[Opening Information supplied section]

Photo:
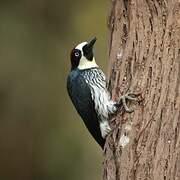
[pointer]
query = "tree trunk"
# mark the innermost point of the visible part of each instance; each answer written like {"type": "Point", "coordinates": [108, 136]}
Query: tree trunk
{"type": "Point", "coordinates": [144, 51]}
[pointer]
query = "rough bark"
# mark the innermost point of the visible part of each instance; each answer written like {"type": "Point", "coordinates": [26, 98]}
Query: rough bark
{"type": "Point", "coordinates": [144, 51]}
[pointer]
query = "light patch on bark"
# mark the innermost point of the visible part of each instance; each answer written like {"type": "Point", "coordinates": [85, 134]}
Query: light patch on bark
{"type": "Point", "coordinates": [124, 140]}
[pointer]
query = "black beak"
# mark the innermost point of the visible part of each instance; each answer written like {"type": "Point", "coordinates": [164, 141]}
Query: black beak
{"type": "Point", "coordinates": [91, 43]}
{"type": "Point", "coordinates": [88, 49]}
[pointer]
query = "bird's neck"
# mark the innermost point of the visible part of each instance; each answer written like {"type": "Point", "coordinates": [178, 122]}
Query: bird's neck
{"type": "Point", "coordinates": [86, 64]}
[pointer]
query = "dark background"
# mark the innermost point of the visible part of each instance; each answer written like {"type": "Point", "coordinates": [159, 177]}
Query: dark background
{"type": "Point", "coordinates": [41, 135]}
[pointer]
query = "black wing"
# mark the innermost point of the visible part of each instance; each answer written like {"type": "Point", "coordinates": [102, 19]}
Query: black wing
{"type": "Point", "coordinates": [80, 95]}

[Closing Information supplied section]
[Opening Information supplied section]

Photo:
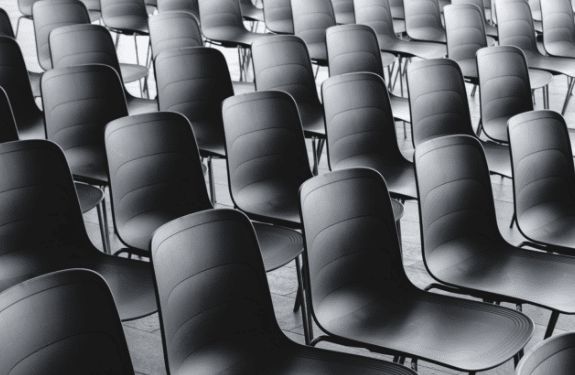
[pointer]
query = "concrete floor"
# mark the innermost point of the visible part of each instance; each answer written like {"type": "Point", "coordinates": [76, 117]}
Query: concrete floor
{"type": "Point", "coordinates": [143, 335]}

[Closing Information supplied section]
[Opening Information supplied section]

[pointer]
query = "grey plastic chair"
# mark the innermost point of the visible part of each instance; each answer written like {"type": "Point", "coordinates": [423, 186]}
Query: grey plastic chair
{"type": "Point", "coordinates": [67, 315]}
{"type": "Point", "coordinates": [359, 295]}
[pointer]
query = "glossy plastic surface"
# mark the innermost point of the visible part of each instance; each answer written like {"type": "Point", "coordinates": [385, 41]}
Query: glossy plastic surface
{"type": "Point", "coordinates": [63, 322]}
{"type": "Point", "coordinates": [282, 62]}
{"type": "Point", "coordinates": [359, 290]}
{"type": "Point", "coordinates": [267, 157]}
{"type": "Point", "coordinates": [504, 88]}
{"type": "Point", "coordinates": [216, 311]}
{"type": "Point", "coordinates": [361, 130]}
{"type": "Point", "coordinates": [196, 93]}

[Closing Information supplied section]

*Your goal:*
In which lines of the records does the word "instance" appear? Copy each of them.

*Solved problem:*
# mark the innermost point of the visible part of each instance; each answer written like {"type": "Point", "coordinates": [108, 136]}
# mark the innermost point of the visible part of each instance; each answer written like {"type": "Point", "coordinates": [26, 98]}
# mark the innermost point of the visible part of each instance; each answer written like {"type": "Point", "coordinates": [85, 134]}
# mark the innermost point of the visible part of each instance; each answer written like {"type": "Point", "coordinates": [164, 141]}
# mark the innermost point of the visible part of each instance; each answer written like {"type": "Point", "coordinates": [178, 122]}
# mark the innermost point of the visible part of each instance; each answer written like {"type": "Point", "coordinates": [159, 177]}
# mark the innermost point of the visible part of each instance; each answer written like {"type": "Point", "coordinates": [102, 19]}
# mark the innermost point of the visible part of each instance; each answer written like {"type": "Point", "coordinates": [76, 117]}
# mark the innermost point of the visible part of each instance; each answer written like {"type": "Point", "coordinates": [423, 186]}
# mark the innermost point of the visible part of each instance; each answer written like {"type": "Point", "coordinates": [385, 41]}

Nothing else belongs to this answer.